◆ What the exercise asks
Filter the entries for the string "trunk". Copy each line that has it.

◆ Excerpted data

--

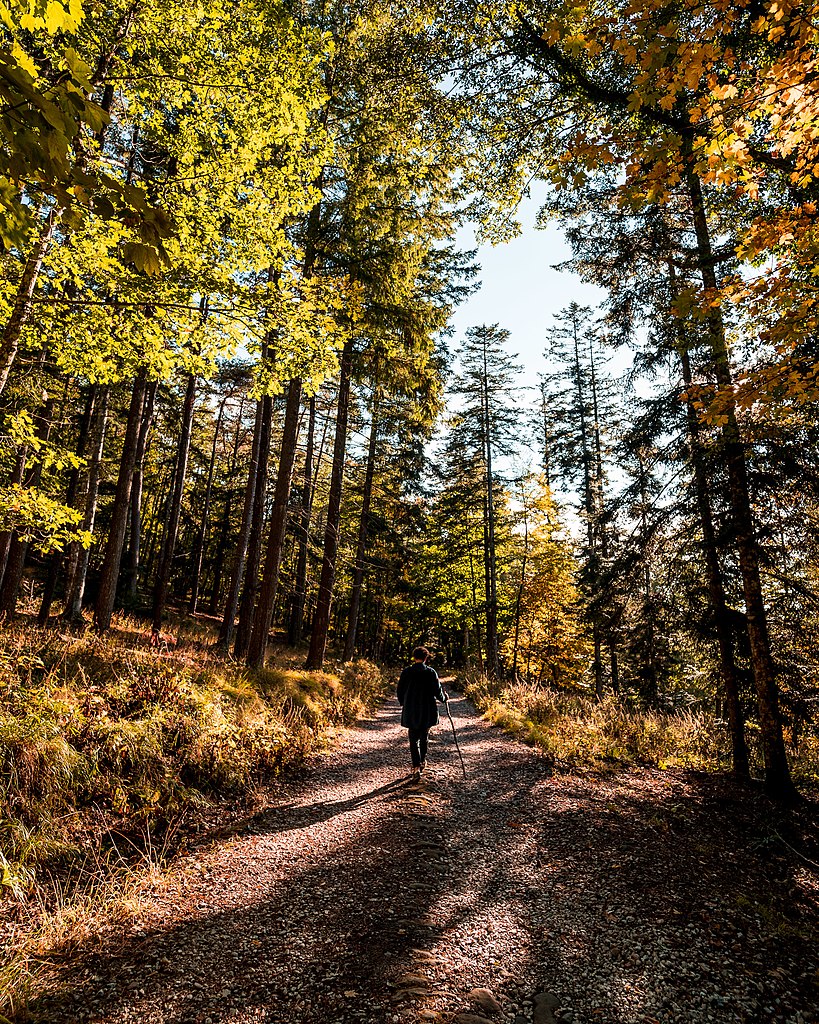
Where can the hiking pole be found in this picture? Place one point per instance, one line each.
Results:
(455, 737)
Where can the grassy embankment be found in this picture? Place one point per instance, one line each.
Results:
(112, 754)
(574, 730)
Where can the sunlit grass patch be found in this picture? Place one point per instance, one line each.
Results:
(575, 729)
(104, 742)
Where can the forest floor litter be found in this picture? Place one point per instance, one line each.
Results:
(519, 894)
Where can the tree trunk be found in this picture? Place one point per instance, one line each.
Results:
(199, 544)
(240, 556)
(254, 557)
(57, 559)
(521, 587)
(175, 510)
(492, 663)
(315, 655)
(714, 576)
(76, 584)
(119, 518)
(278, 520)
(300, 590)
(363, 524)
(18, 548)
(777, 772)
(22, 309)
(134, 547)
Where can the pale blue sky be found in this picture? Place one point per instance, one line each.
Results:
(520, 291)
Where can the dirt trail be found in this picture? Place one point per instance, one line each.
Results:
(359, 897)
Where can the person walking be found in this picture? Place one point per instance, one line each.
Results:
(420, 692)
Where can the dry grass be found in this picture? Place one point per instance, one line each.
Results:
(577, 730)
(104, 744)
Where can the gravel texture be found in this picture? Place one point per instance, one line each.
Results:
(514, 895)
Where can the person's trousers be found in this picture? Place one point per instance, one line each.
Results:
(418, 745)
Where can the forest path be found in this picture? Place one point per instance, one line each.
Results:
(359, 897)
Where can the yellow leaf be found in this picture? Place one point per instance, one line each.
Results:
(55, 16)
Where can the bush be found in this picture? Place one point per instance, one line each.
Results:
(99, 734)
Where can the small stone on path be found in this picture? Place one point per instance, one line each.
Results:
(485, 1000)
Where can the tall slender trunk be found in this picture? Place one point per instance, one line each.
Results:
(18, 548)
(175, 510)
(119, 516)
(22, 308)
(521, 587)
(135, 526)
(300, 589)
(318, 637)
(278, 520)
(76, 585)
(5, 537)
(473, 581)
(57, 558)
(714, 574)
(241, 554)
(199, 543)
(492, 662)
(363, 524)
(777, 772)
(547, 453)
(250, 589)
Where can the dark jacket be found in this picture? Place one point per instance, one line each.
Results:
(419, 689)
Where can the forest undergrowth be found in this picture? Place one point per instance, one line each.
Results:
(113, 756)
(575, 729)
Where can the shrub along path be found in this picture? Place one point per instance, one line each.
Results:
(515, 895)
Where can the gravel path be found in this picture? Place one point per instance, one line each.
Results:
(514, 895)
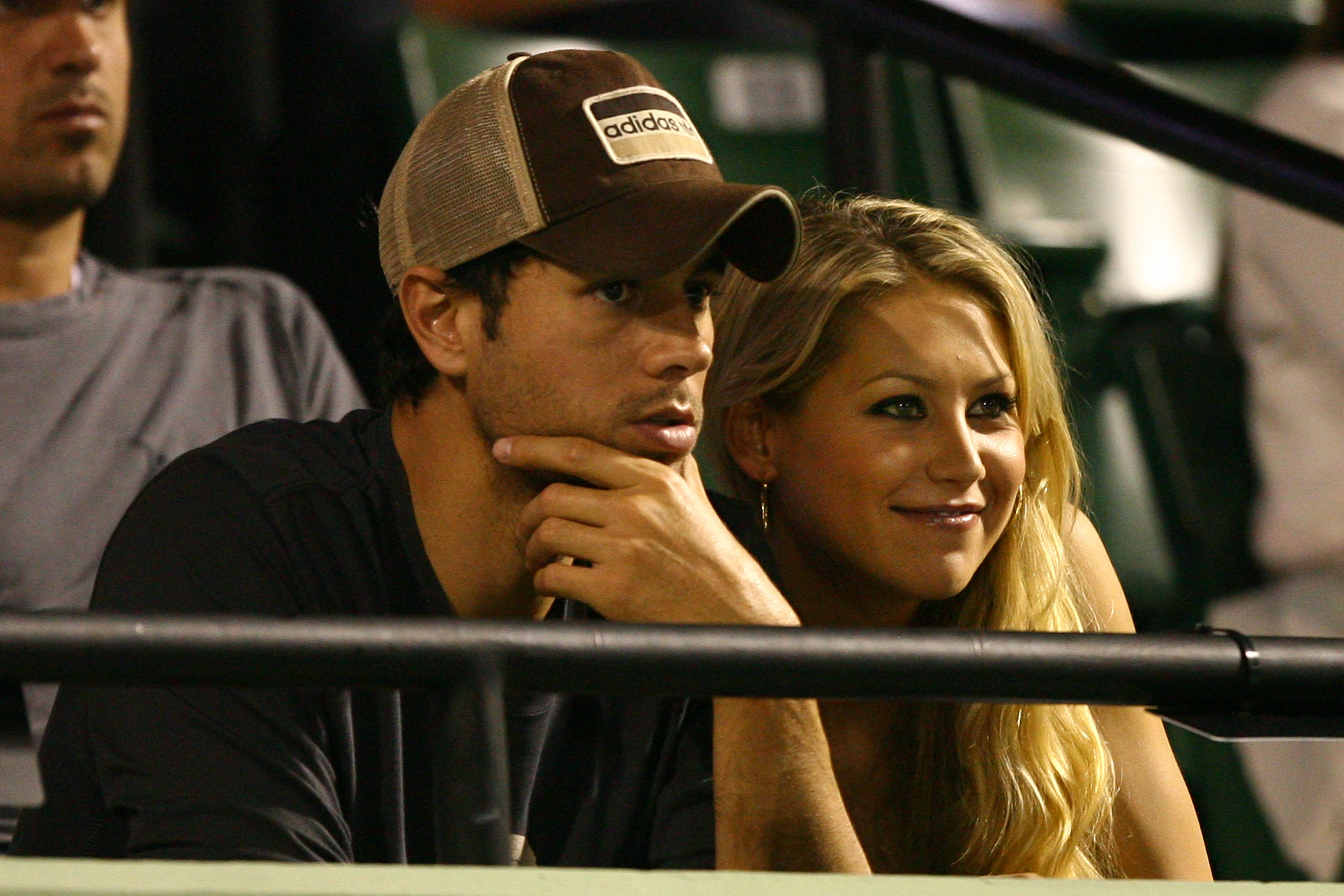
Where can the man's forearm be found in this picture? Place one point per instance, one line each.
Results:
(777, 807)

--

◆ Answer section
Where can the tree trunk be found in this picture? Place one point per instance, one line each.
Where can the tall slender trunk be found in this picture? Place one point per instance, one line each.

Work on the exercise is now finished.